Extracted records:
■ ■ ■ ■ ■ ■ ■

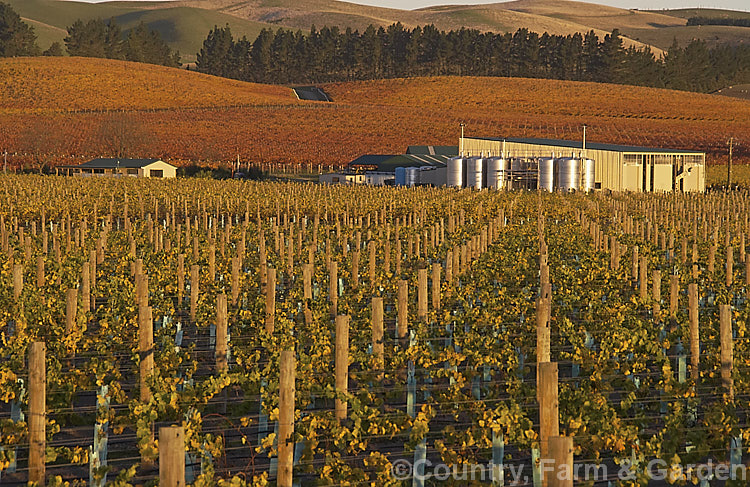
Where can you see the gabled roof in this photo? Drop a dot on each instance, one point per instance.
(577, 144)
(103, 163)
(389, 163)
(433, 150)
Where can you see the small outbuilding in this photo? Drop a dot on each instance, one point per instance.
(141, 168)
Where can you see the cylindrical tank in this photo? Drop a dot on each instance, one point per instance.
(412, 176)
(546, 174)
(474, 172)
(400, 176)
(455, 177)
(497, 167)
(568, 174)
(517, 164)
(587, 179)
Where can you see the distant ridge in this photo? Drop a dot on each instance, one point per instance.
(185, 23)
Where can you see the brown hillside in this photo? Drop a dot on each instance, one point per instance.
(164, 113)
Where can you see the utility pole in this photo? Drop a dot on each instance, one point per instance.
(462, 139)
(729, 165)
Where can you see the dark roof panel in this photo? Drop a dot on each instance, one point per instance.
(439, 150)
(103, 163)
(577, 144)
(389, 163)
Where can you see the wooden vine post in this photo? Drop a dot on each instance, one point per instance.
(194, 290)
(172, 456)
(221, 333)
(17, 281)
(561, 453)
(549, 416)
(37, 412)
(146, 348)
(40, 271)
(422, 294)
(180, 278)
(286, 418)
(342, 364)
(727, 349)
(71, 310)
(656, 294)
(542, 333)
(436, 271)
(403, 309)
(235, 280)
(333, 287)
(730, 266)
(378, 347)
(270, 299)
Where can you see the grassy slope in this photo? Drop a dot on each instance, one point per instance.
(185, 23)
(270, 125)
(184, 28)
(736, 91)
(686, 13)
(32, 85)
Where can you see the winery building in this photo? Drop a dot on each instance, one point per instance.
(617, 167)
(143, 168)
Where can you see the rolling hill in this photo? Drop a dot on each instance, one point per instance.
(185, 23)
(58, 111)
(184, 28)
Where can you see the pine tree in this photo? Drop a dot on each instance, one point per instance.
(215, 57)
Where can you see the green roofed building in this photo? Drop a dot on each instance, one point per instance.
(616, 167)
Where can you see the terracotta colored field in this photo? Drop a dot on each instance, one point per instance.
(183, 116)
(64, 84)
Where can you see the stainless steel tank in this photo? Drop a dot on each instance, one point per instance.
(568, 174)
(475, 172)
(400, 176)
(412, 176)
(517, 164)
(587, 179)
(497, 168)
(546, 179)
(456, 173)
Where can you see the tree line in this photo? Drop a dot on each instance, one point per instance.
(719, 21)
(93, 38)
(331, 55)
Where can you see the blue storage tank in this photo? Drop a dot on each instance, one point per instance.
(400, 176)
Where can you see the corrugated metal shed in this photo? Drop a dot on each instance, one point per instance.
(577, 144)
(433, 150)
(617, 167)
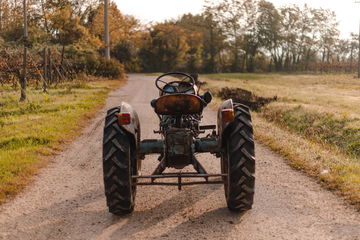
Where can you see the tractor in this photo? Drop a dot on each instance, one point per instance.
(179, 108)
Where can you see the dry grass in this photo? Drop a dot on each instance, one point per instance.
(34, 130)
(315, 123)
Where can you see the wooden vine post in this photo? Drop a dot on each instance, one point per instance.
(23, 78)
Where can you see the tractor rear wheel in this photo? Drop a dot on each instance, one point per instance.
(118, 166)
(238, 161)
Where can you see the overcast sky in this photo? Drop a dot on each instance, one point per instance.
(348, 13)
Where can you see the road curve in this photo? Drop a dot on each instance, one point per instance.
(67, 199)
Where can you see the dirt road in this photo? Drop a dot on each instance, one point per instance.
(67, 200)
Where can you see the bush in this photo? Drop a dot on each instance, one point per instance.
(110, 68)
(90, 62)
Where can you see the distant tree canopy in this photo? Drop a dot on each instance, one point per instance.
(228, 36)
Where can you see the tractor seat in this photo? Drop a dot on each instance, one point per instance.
(178, 104)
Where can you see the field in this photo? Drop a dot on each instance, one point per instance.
(39, 127)
(315, 123)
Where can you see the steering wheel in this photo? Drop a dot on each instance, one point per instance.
(174, 84)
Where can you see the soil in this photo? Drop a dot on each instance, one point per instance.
(66, 200)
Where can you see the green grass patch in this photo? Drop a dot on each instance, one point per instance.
(342, 132)
(31, 131)
(315, 123)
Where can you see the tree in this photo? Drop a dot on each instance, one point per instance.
(164, 48)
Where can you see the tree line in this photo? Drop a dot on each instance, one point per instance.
(228, 36)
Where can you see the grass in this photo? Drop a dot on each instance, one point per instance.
(315, 123)
(32, 131)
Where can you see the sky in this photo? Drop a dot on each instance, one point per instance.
(347, 11)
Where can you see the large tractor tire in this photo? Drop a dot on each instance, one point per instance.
(238, 161)
(118, 166)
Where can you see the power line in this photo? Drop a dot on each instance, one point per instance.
(358, 47)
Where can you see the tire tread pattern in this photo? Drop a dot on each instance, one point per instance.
(117, 166)
(241, 161)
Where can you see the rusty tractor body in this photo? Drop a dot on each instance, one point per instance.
(179, 108)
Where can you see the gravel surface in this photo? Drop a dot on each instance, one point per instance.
(67, 198)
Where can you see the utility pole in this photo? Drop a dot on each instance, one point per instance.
(23, 79)
(106, 27)
(358, 48)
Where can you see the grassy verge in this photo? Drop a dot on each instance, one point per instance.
(33, 130)
(315, 123)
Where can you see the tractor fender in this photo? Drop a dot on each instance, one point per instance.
(222, 127)
(133, 129)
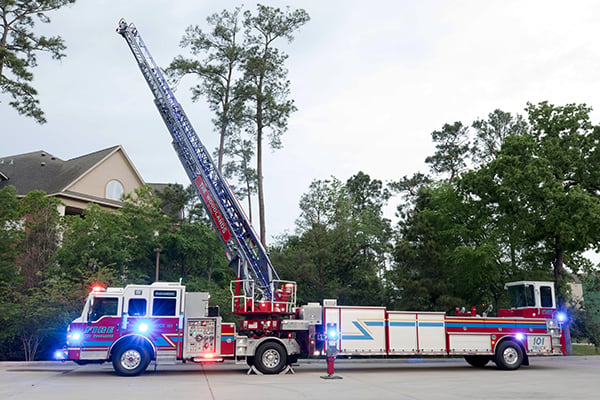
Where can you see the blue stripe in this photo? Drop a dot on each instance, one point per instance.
(431, 324)
(365, 335)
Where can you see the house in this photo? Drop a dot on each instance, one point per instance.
(101, 177)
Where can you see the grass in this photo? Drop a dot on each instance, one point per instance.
(585, 350)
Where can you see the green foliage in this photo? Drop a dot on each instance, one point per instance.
(19, 46)
(342, 242)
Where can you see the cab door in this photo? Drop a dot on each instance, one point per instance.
(102, 327)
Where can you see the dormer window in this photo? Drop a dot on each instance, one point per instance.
(114, 190)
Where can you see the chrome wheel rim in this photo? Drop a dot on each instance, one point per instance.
(270, 358)
(510, 355)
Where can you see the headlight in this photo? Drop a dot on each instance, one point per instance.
(561, 317)
(74, 337)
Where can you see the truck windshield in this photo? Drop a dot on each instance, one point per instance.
(521, 296)
(104, 306)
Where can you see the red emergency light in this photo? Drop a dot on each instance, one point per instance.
(97, 288)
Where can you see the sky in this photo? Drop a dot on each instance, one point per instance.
(371, 81)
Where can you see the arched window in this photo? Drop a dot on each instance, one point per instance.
(114, 190)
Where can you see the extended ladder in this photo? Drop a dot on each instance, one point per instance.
(245, 253)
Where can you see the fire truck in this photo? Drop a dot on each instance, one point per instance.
(163, 323)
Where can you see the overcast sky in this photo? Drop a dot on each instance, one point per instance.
(371, 80)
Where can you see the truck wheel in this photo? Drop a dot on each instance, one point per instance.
(478, 361)
(271, 358)
(509, 355)
(130, 360)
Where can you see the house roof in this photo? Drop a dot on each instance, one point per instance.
(40, 170)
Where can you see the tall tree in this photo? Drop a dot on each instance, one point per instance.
(452, 148)
(217, 71)
(240, 152)
(342, 244)
(19, 46)
(490, 133)
(266, 82)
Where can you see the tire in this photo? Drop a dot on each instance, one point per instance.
(271, 358)
(509, 355)
(130, 359)
(478, 361)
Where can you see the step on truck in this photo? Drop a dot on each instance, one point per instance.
(163, 323)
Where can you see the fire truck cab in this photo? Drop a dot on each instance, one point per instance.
(134, 325)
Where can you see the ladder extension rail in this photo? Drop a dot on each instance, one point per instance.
(244, 250)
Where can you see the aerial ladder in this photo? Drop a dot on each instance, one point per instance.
(257, 281)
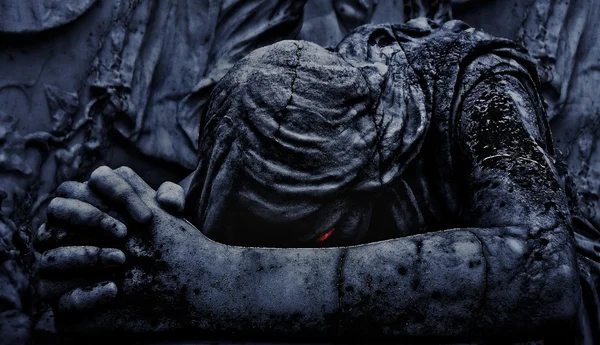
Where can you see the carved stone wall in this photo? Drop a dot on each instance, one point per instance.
(123, 82)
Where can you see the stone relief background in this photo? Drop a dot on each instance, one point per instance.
(123, 82)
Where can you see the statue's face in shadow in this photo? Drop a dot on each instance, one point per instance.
(299, 140)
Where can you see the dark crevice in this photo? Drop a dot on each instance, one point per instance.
(339, 285)
(281, 113)
(484, 253)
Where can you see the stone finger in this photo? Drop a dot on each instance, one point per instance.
(79, 257)
(171, 197)
(81, 299)
(113, 187)
(84, 215)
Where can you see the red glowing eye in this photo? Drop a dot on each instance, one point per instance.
(325, 236)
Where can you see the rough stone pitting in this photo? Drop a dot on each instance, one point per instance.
(75, 72)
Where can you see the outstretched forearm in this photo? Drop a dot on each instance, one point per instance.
(456, 283)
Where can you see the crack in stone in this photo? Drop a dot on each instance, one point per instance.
(339, 285)
(292, 86)
(483, 300)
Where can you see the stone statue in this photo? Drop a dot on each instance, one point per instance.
(402, 184)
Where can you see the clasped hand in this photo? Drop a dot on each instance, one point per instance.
(112, 238)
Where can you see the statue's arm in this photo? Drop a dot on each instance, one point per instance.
(514, 271)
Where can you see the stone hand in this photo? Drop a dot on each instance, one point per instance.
(90, 256)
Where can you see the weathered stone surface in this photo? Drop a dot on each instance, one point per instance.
(44, 89)
(27, 16)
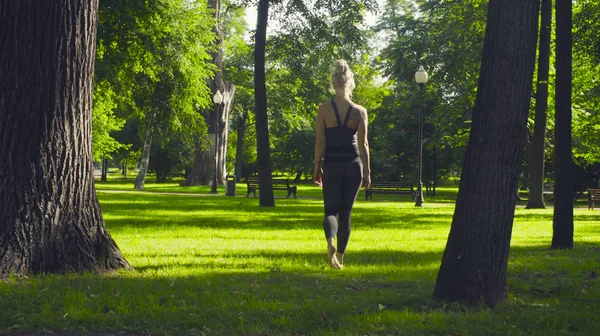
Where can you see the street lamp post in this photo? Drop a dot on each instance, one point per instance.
(217, 99)
(421, 79)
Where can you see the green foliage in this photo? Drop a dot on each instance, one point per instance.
(154, 57)
(104, 122)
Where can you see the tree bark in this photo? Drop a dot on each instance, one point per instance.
(204, 159)
(537, 154)
(140, 179)
(228, 95)
(267, 198)
(563, 227)
(474, 264)
(50, 219)
(104, 170)
(239, 148)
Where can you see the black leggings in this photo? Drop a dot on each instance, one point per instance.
(341, 183)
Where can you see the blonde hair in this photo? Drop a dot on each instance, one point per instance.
(342, 77)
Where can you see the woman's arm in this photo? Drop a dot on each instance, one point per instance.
(319, 146)
(363, 148)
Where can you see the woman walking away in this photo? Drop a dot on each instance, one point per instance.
(342, 143)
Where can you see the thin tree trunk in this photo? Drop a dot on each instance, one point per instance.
(203, 168)
(50, 218)
(267, 198)
(239, 148)
(563, 227)
(228, 97)
(474, 264)
(104, 170)
(140, 179)
(125, 167)
(537, 155)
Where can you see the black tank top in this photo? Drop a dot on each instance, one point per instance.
(341, 140)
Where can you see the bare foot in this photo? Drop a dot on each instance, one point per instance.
(332, 258)
(340, 258)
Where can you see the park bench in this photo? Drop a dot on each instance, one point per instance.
(593, 196)
(278, 184)
(400, 188)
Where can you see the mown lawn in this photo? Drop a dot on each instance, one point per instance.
(217, 265)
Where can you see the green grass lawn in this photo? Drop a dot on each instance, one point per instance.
(217, 265)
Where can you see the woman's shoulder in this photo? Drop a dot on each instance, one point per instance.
(360, 108)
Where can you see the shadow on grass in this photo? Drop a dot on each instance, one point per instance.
(545, 298)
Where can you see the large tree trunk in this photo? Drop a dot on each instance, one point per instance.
(239, 148)
(260, 96)
(140, 179)
(474, 264)
(562, 235)
(50, 219)
(537, 154)
(204, 160)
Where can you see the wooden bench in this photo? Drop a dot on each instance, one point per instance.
(278, 184)
(400, 188)
(593, 196)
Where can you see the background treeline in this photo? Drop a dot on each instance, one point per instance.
(154, 67)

■ ■ ■ ■ ■ ■ ■

Objective: Only the lines from the one containing "Where can you see the black tank" to the end of the data should be printed, exactly as they stand.

Output below:
Where can you see the black tank top in this photo? Drop a dot on each instance, one point per instance.
(341, 140)
Where can you see the bare foot in this photo? Drop a dot on each instance, one point per instance.
(332, 258)
(340, 258)
Where can you see the park bench in this photo? Drop a dot on each instance, one point per instance.
(593, 196)
(278, 184)
(400, 188)
Where can you see the mown lawn in this photo? Drop a dot on each instance, one point per instance.
(217, 265)
Where can you see the green grass lawn in this photo? Drop a dot on each instance, one point per instance.
(217, 265)
Where can you see the woman's shoulder in this photo? Drop a dot on each instance, one point per instance.
(360, 108)
Where can you see the shadow on grass in this photo? Drop a dot on each instance, one point per instance.
(545, 298)
Where can you see the large tree trunk in this photo? Drop a dot on each instance, one point per instance.
(239, 148)
(260, 96)
(140, 179)
(474, 264)
(562, 235)
(50, 219)
(537, 154)
(204, 160)
Where can you see the wooden bench in this photo? Drop a dot on each instance, one point per instance.
(278, 184)
(400, 188)
(593, 196)
Where can you see the background treeline in this photo? Drop a dot on each instance, one point per instance.
(154, 67)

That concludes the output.